**How to complete this task**.
Reproduce the listing below verbatim, keeping every line unchanged from start to finish.

**Materials provided**.

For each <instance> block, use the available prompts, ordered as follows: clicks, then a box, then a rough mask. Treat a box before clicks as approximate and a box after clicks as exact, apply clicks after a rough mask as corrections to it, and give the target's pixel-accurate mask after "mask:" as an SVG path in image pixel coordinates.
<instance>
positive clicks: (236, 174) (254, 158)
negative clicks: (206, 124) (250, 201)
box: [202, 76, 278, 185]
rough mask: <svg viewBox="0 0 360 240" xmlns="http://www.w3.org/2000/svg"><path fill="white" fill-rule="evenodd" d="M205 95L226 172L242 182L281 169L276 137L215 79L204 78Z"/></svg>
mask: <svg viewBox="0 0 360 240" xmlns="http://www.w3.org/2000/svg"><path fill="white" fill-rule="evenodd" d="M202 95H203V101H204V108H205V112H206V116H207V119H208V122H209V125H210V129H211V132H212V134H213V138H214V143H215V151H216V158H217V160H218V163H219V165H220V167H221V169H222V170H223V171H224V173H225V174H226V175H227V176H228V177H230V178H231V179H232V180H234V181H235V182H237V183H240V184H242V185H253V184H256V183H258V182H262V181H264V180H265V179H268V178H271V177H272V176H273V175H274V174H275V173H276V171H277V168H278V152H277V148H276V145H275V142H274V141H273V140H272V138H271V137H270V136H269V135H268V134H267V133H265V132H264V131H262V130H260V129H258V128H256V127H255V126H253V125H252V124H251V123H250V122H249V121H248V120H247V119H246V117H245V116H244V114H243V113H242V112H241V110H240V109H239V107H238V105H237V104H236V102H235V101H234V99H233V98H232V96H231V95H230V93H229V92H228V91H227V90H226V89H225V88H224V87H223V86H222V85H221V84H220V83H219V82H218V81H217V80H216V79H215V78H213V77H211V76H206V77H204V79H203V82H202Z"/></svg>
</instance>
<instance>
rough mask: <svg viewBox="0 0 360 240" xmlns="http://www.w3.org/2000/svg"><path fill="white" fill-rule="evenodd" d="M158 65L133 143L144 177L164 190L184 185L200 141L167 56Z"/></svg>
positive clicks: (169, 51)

**Solution for this exercise**.
For each <instance> block, use the available prompts, ordered as follows: clicks, then a box, then a rough mask. Treat a box before clicks as approximate and a box after clicks as exact, apply clicks after a rough mask as corrections to it, and give the target's pixel-accurate mask after "mask:" as an SVG path in image pixel coordinates.
<instance>
positive clicks: (236, 174) (254, 158)
negative clicks: (206, 124) (250, 201)
box: [202, 76, 278, 185]
rough mask: <svg viewBox="0 0 360 240" xmlns="http://www.w3.org/2000/svg"><path fill="white" fill-rule="evenodd" d="M205 95L226 172L242 182L281 169L276 137L215 79L204 78Z"/></svg>
mask: <svg viewBox="0 0 360 240" xmlns="http://www.w3.org/2000/svg"><path fill="white" fill-rule="evenodd" d="M202 95H203V101H204V108H205V112H206V116H207V119H208V122H209V125H210V129H211V132H212V134H213V138H214V143H215V151H216V158H217V160H218V163H219V165H220V167H221V169H222V170H223V171H224V173H225V174H226V175H227V176H228V177H230V178H231V179H232V180H234V181H235V182H237V183H240V184H242V185H253V184H256V183H258V182H262V181H264V180H265V179H268V178H271V177H272V176H273V175H274V174H275V173H276V171H277V168H278V152H277V148H276V145H275V142H274V141H273V140H272V138H271V137H270V136H269V135H268V134H267V133H265V132H264V131H262V130H260V129H258V128H256V127H255V126H253V125H252V124H251V123H250V122H249V121H248V120H247V119H246V117H245V116H244V114H243V113H242V112H241V110H240V109H239V107H238V105H237V104H236V102H235V101H234V99H233V98H232V96H231V95H230V93H229V92H228V91H227V90H226V89H225V88H224V87H223V86H222V85H221V84H220V83H219V82H218V81H217V80H216V79H215V78H213V77H211V76H206V77H204V79H203V82H202Z"/></svg>
</instance>
<instance>
rough mask: <svg viewBox="0 0 360 240" xmlns="http://www.w3.org/2000/svg"><path fill="white" fill-rule="evenodd" d="M158 65L133 143L144 177L164 190L184 185L200 141L167 56Z"/></svg>
positive clicks: (169, 51)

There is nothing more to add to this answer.